> **WHAT THE TASK ASKS**: Transcribe the whole listing exactly; the images stay out.

> **MATERIAL FOR THE TASK**:

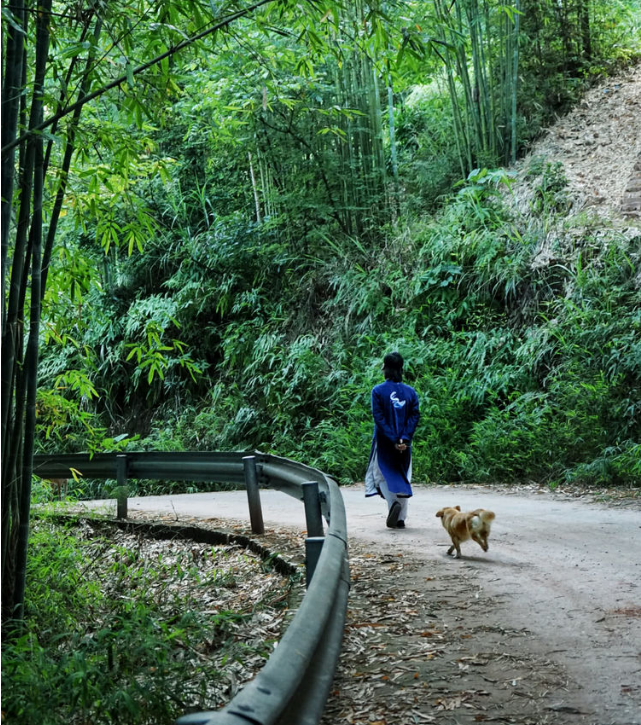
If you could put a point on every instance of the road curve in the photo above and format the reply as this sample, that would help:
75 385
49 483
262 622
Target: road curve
567 570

> **RESPONSE FOR THIS EXERCISE**:
If you could put a point on every instance of the road curve in the photo above and format the reply as this sample, that would help:
75 385
49 483
262 622
Target: road curve
567 570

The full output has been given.